━━━ Selected passage

About 500,000 people in the Chinese city of Qingdao are being infected with COVID-19 every day, a senior health official said on Friday, in a rare and quickly censored acknowledgement that the country’s wave of infections is not reflected in official data.
China this month has rapidly dismantled key pillars of its “zero COVID-19” strategy, doing away with snap lockdowns, lengthy quarantines and travel curbs in a jarring reversal of its hallmark containment strategy.
Cities across China have struggled to cope as surging infections have emptied pharmacy shelves, filled hospital wards, and appeared to cause backlogs at crematoriums and funeral homes.
Photo: EPA-EFE
However, the end of strict testing mandates has made caseloads virtually impossible to track, while authorities have narrowed the medical definition of a COVID-19 death in a move experts have said would suppress the number of fatalities attributable to the virus.

━━━━━━

### What you need to do
Please reproduce the COVID-19 article from "China this month" to "hallmark containment strategy." word for word. The records come from a separate source unrelated to the COVID-19 article.

━━━ Dataset content

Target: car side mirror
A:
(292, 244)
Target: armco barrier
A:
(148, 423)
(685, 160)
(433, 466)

━━━━━━

### Exercise output
China this month has rapidly dismantled key pillars of its “zero COVID-19” strategy, doing away with snap lockdowns, lengthy quarantines and travel curbs in a jarring reversal of its hallmark containment strategy.